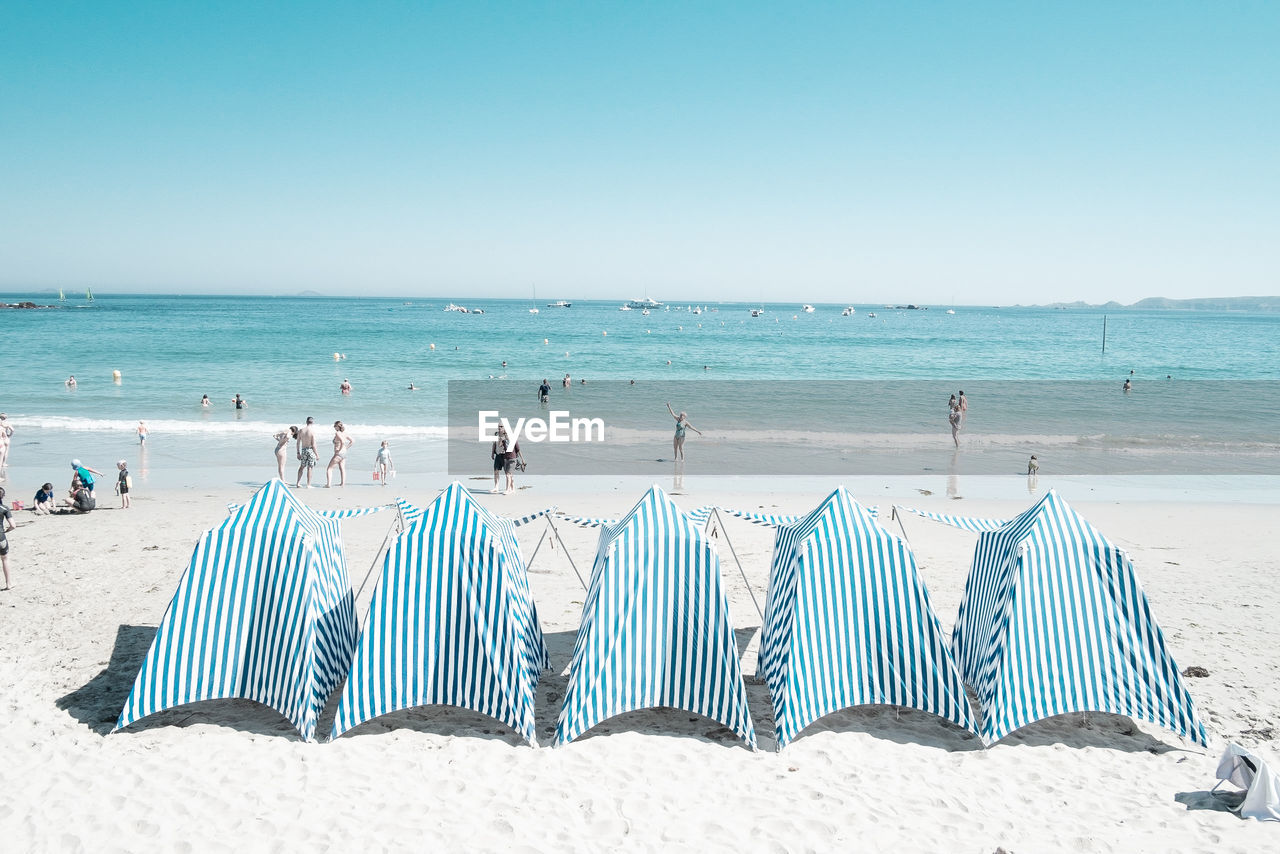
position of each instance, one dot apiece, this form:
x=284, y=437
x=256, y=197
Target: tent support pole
x=382, y=549
x=900, y=526
x=720, y=520
x=565, y=548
◆ ◆ ◆
Set the listing down exactly, without its pictures.

position of each instance, one dot apiece, this form:
x=284, y=437
x=256, y=197
Target: tent support pole
x=382, y=549
x=900, y=526
x=720, y=520
x=565, y=548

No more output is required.